<<<<
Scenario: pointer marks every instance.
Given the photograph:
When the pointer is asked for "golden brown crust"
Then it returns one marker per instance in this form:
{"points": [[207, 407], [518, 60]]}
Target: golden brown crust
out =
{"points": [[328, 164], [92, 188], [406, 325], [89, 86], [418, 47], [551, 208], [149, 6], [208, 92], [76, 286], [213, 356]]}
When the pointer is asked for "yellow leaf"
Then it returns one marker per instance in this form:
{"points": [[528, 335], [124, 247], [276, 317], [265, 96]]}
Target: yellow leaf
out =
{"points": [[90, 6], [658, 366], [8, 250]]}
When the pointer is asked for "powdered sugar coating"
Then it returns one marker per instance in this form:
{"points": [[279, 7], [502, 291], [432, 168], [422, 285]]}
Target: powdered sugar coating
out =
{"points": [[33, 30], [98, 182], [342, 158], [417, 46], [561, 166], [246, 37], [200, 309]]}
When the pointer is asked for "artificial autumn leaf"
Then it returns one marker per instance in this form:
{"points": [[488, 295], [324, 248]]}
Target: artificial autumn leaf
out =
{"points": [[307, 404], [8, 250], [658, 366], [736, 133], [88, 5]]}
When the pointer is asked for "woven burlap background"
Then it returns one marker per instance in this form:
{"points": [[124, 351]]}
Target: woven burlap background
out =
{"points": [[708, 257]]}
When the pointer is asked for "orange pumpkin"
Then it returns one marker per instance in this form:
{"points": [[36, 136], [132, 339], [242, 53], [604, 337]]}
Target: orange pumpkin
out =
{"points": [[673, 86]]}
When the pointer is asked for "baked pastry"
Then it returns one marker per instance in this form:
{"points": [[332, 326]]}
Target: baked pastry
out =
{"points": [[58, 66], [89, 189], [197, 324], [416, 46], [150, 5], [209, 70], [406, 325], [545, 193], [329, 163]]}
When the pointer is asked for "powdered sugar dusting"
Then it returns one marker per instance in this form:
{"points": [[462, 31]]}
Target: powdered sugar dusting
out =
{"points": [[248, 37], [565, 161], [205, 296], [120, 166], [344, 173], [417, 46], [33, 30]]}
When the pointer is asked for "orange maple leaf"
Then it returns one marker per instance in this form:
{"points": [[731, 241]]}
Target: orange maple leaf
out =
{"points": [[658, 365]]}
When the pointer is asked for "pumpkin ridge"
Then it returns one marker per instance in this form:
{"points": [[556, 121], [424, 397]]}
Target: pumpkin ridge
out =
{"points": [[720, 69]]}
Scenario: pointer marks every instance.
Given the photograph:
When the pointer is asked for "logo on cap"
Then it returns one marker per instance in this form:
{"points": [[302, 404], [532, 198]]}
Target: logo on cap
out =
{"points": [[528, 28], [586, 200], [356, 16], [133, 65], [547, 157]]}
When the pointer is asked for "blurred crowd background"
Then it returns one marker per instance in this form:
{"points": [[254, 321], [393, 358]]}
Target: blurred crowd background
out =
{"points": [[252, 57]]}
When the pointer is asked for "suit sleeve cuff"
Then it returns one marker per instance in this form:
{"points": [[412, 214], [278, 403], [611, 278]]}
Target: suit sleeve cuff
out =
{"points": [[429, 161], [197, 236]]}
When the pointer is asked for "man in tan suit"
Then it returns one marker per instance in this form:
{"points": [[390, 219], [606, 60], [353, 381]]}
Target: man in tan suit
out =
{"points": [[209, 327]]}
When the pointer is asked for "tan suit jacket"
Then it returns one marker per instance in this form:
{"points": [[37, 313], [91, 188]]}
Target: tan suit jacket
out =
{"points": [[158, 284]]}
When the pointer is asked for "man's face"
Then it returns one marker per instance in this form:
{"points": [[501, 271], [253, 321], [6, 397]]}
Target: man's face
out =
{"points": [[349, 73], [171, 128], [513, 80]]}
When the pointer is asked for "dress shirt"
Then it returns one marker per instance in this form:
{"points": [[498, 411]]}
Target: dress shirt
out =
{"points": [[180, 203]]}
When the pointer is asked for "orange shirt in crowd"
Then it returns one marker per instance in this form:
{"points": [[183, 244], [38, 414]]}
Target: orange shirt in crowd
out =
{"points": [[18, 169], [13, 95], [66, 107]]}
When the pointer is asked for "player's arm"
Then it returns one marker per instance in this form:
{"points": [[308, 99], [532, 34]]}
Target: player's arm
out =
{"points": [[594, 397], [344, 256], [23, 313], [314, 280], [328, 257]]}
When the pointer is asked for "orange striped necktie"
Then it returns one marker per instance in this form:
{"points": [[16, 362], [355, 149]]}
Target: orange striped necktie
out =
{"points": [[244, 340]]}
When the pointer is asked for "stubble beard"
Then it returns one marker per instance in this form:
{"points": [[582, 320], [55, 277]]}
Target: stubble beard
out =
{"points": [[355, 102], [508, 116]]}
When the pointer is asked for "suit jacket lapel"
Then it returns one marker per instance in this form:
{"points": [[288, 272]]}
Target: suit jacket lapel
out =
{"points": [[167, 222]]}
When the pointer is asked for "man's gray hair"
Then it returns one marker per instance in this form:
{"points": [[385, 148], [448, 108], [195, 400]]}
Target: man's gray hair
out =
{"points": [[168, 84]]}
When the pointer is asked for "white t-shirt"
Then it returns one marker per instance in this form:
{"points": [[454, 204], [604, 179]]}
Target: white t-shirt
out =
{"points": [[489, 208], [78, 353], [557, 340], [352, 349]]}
>>>>
Problem to solve: Every entry should be given again exactly as written.

Answer to this problem:
Scenario: pointer marks every instance.
Given the photograph:
When the pointer is asked for "golden brown crust"
Then it returns one marker per instance in this form:
{"points": [[207, 407], [518, 60]]}
Target: golden brown crust
out =
{"points": [[328, 164], [92, 188], [406, 325], [89, 86], [418, 47], [551, 208], [149, 6], [208, 92], [76, 286], [213, 356]]}
When the pointer is asked for "yellow leaf"
Then it returns one marker per instance in this form:
{"points": [[528, 335], [124, 247], [276, 317], [265, 96]]}
Target: yellow leaf
out =
{"points": [[90, 6], [658, 366], [8, 250]]}
When the pointer is asked for "powdered sugar coating"
Then it returns one marker per instance in this form:
{"points": [[279, 7], [502, 291], [432, 168], [422, 285]]}
Target: powdered sugar coating
out =
{"points": [[33, 30], [98, 182], [342, 158], [417, 46], [561, 166], [246, 37], [200, 309]]}
When the pointer is asked for "artificial autumn leaf"
Then it returns one marker per instance in this form:
{"points": [[488, 295], [324, 248]]}
Target: artificial autumn leaf
out =
{"points": [[307, 404], [8, 250], [658, 366], [736, 133], [88, 5]]}
When the pointer is asked for "woven burlap background"
Then it returns one marker per instance in this form:
{"points": [[124, 351]]}
Target: woven burlap background
out =
{"points": [[708, 257]]}
When the pointer is asked for "orange pumpkin"
Then it returns one marker per instance in this form:
{"points": [[36, 136], [132, 339], [242, 53], [604, 337]]}
Target: orange pumpkin
out =
{"points": [[673, 86]]}
When the pointer is asked for "baked pastry"
Then it returns one marker per instance in this form:
{"points": [[332, 326]]}
Target: baked pastry
out =
{"points": [[58, 66], [89, 189], [197, 324], [416, 46], [150, 5], [209, 70], [406, 325], [545, 193], [329, 163]]}
When the pointer is asked for "powdered sugar dusting"
Then it returns one marker per instance in this form:
{"points": [[462, 31]]}
Target: powdered sugar dusting
out =
{"points": [[248, 37], [565, 161], [205, 296], [120, 166], [344, 173], [417, 46], [33, 30]]}
When the pointer is asked for "orange maple leaf"
Then it returns one marker per instance in this form:
{"points": [[731, 241]]}
Target: orange maple leaf
out =
{"points": [[658, 365]]}
When the pointer is asked for "pumpkin ridge"
Then it returns one marker per instance in this form:
{"points": [[556, 121], [424, 397]]}
Target: pumpkin ridge
out =
{"points": [[720, 69]]}
Scenario: pointer marks every instance.
Given the photograph:
When the pointer is asked for "logo on cap"
Then it returns one marker per instance in this form:
{"points": [[302, 404], [532, 198]]}
Target: logo on cap
out =
{"points": [[528, 28], [586, 200], [356, 16], [133, 65], [547, 157]]}
When the pointer is asked for "blurred crowd background"
Then it returns one marker per instance in this form:
{"points": [[254, 321], [393, 358]]}
Target: blurred crowd background
out =
{"points": [[252, 57]]}
When the pointer is asked for "suit sleeve cuff"
Then it returns one marker per instance in this form:
{"points": [[412, 214], [278, 403], [611, 278]]}
Target: suit sleeve cuff
out =
{"points": [[429, 161], [197, 236]]}
When the pointer is asked for "man in tan suit"
Then it returns one marker per instance in this form:
{"points": [[390, 219], [606, 60], [353, 381]]}
Target: man in tan suit
out =
{"points": [[209, 327]]}
When the pointer is asked for "tan suit jacket"
Then it returns one marker per instance in this form:
{"points": [[37, 313], [91, 188]]}
Target: tan suit jacket
out =
{"points": [[158, 284]]}
When the pointer is asked for "man's face"
Then it returns one marker per instance in this form:
{"points": [[501, 271], [253, 321], [6, 397]]}
Target: man's face
out =
{"points": [[349, 73], [171, 128], [513, 80]]}
When the pointer is asked for "dress shirt"
Then it returns one marker per instance in this form:
{"points": [[498, 411]]}
Target: dress shirt
out =
{"points": [[180, 203]]}
When the pointer is asked for "orange shirt in crowd"
Then it returns one marker per instance in this form:
{"points": [[183, 244], [38, 414]]}
Target: orange shirt in crowd
out =
{"points": [[18, 169], [13, 95], [66, 107]]}
When the pointer is asked for "player's arm"
Then it returns one marker per instance in this form:
{"points": [[308, 99], [532, 34]]}
Target: player's arm
out =
{"points": [[594, 397], [344, 256], [23, 313], [314, 280], [328, 257]]}
When the pointer is asked for "orange striped necktie"
Then it returns one marker per instance in this form:
{"points": [[16, 362], [355, 149]]}
Target: orange striped necktie
out =
{"points": [[244, 340]]}
When the pointer is asked for "stubble beard"
Then it returns one marker per instance in this form:
{"points": [[582, 320], [55, 277]]}
Target: stubble beard
out =
{"points": [[355, 102], [508, 116]]}
When the pointer is asked for "suit jacket lapel"
Then it returns one marker per instance in this form:
{"points": [[288, 272]]}
Target: suit jacket lapel
out =
{"points": [[167, 222]]}
When the pointer is asked for "man's gray hair"
Then it returns one marker per instance in this form:
{"points": [[385, 148], [448, 108], [195, 400]]}
Target: man's gray hair
out =
{"points": [[168, 84]]}
When the pointer is asked for "white t-shirt"
Then it returns one marker per instance in this form:
{"points": [[454, 204], [604, 179]]}
Target: white t-shirt
out =
{"points": [[489, 208], [78, 353], [557, 340], [352, 349]]}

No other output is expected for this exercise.